Description of the task:
Your answer must be the full set of records, repeated exactly.

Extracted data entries
"""
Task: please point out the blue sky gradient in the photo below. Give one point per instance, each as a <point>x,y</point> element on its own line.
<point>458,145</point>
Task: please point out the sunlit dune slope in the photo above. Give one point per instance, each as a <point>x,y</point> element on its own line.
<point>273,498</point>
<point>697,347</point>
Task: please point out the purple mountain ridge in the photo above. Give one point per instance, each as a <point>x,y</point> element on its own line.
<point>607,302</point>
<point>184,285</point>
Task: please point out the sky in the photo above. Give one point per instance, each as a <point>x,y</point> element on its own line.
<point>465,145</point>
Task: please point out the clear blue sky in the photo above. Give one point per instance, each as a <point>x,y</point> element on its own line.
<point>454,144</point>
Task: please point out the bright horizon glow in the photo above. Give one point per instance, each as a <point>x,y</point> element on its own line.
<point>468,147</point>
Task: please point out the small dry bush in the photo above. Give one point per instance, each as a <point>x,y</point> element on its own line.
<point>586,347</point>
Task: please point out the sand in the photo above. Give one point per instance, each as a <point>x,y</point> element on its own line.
"""
Response for this exercise:
Task: please point out the blue sky gradient in the photo below. Give one point per instance, each as a <point>x,y</point> element on its own line.
<point>458,145</point>
Task: please point out the sunlit dune slope in the photo above. Give one point per instance, each as a <point>x,y</point> element on its own line.
<point>273,498</point>
<point>697,347</point>
Task: please point out the purple mountain ridge in the photo above. Give one point per instance, each as a <point>x,y</point> element on its own line.
<point>607,302</point>
<point>184,285</point>
Task: please point out the sky in the photo above. Give one point per instance, each as a <point>x,y</point> element on its own line.
<point>465,145</point>
Task: please point out the clear blue sky in the photo above. Give one point per instance, each as a <point>x,y</point> element on its own line.
<point>454,144</point>
Task: please point out the bright horizon glow in the photo above. Give one point per instance, each as a <point>x,y</point> element on its own line.
<point>468,147</point>
Task: please point out the small dry bush in the photo above. Give one point per instance, each as a <point>x,y</point> element on its own line.
<point>586,347</point>
Task: please point out the sand in the photo above. Give one point per instance, each as a <point>x,y</point> element on its own line.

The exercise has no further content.